# Task details
Please extend the Steam kaomoji guide below, picking up right after its last sentence.

# Reading text
Kaomoji for Steam: Dongers ᕙ(⌐■_■)ᕤ, Reviews, Profiles & Copy-Paste Etiquette

Steam reviews, profiles, the Community, and in-game chat are all text-first — you cannot drop a custom emote the way you can in Discord. That is exactly why kaomoji, and especially arms-raised "dongers" like ᕙ(⌐■_■)ᕤ, became a Steam staple. This guide covers how to copy-paste them, the Steam Markup (square-bracket) gotcha, the best picks for each moment, and etiquette that differs between reviews and forums.

| Last updated: 2026-06-06

1. Why Kaomoji — Especially Dongers — Are a Steam Staple

Steam reviews, the "About" box on your profile, Community forums, and in-game chat are all built from text. There is no built-in way to drop image emotes — the way Discord custom emoji or Twitch BTTV emotes work — into these text fields. All you have is Unicode characters, plus Steam Markup (BBCode-like formatting tags) in reviews and profiles. That is exactly why kaomoji, which build a face out of characters alone, fit Steam culture so naturally.

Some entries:
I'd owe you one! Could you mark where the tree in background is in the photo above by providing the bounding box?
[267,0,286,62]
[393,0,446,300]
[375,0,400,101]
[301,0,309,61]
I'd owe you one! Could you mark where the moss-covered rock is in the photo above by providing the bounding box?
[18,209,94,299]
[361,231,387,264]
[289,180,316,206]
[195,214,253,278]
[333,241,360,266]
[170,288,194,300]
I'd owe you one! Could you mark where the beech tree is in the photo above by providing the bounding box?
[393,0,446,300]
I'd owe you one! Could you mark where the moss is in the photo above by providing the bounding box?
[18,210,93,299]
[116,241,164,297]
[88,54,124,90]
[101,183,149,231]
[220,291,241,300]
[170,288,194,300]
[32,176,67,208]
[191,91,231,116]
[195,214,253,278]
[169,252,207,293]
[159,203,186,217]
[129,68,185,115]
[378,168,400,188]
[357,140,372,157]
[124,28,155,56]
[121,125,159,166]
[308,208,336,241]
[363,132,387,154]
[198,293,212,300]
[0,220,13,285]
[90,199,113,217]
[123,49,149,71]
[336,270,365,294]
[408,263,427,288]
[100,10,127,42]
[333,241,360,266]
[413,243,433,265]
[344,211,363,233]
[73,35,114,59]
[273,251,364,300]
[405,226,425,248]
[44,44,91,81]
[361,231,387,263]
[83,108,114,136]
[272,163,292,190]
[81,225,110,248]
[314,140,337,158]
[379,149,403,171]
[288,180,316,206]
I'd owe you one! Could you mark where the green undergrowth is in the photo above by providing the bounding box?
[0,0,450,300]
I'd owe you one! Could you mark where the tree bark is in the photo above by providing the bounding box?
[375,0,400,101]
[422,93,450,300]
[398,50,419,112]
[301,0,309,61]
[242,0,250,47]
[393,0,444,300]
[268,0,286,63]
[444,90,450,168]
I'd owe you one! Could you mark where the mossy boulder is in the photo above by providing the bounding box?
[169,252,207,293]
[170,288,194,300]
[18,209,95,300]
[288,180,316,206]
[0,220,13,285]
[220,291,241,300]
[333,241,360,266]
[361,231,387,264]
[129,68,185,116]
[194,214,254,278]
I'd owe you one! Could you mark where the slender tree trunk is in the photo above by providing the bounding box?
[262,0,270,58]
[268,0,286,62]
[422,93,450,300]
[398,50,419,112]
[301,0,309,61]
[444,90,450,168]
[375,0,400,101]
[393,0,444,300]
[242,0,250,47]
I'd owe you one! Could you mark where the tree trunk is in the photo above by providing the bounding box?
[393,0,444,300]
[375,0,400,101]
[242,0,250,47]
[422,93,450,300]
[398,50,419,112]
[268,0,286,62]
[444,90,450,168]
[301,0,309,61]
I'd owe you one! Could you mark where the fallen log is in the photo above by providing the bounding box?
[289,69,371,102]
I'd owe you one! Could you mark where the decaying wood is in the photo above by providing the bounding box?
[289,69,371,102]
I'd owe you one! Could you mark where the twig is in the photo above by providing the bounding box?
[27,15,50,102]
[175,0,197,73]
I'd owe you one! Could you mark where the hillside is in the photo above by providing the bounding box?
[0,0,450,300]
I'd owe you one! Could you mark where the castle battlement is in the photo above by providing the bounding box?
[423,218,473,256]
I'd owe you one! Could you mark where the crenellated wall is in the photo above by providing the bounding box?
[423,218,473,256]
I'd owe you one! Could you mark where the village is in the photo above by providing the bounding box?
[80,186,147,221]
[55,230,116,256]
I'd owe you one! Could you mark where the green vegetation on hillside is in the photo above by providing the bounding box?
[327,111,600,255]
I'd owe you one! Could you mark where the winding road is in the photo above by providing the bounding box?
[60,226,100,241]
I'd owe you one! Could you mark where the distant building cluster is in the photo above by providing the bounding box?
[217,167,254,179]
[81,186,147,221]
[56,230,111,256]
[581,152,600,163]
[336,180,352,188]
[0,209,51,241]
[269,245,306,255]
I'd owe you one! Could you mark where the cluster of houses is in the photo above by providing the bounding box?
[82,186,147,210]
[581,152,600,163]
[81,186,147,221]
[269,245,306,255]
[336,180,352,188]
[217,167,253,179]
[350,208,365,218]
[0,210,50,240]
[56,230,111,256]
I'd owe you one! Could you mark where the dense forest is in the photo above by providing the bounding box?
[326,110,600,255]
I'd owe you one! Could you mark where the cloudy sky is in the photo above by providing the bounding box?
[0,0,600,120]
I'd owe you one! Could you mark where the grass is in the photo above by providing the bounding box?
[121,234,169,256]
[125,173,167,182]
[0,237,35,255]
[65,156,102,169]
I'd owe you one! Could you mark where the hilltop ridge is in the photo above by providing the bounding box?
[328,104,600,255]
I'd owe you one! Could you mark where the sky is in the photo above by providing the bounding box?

# Answer to the problem
What stands out most on Steam is the "donger" — a kaomoji that looks like it is flexing with both arms raised. Examples include `ᕙ(⌐■_■)ᕤ` (sunglasses muscle pose), `ᕦ( ͡° ͜ʖ ͡°)ᕤ` (Lenny with arms), and `ᕙ(`▿´)ᕗ` (a determined flex). They shine when you praise a game in a review, show personality on a profile, or pump yourself up in a forum. Others like `( ͡° ͜ʖ ͡°)` (Lenny, a suggestive sideways glance), `(╯°□°)╯︵ ┻━┻` (the table flip), and `¯\_(ツ)_/¯` (shrug) mesh well with Steam meme culture too.

2. The Steam Markup Trap — Square Brackets [ ] and Spoiler Tags

Steam reviews, profiles, and forum posts are formatted with Steam Markup, a BBCode-like syntax. Text wrapped in square brackets `[ ]` — like `[b]bold[/b]` or `[spoiler]hidden[/spoiler]` — is read as a tag. Most kaomoji (`ᕙ(⌐■_■)ᕤ`, `( ͡° ͜ʖ ͡°)`, `¯\_(ツ)_/¯`, `(╯°□°)╯︵ ┻━┻`, etc.) are built mainly from round brackets `(` `)`, so they are essentially unaffected and paste in correctly as-is.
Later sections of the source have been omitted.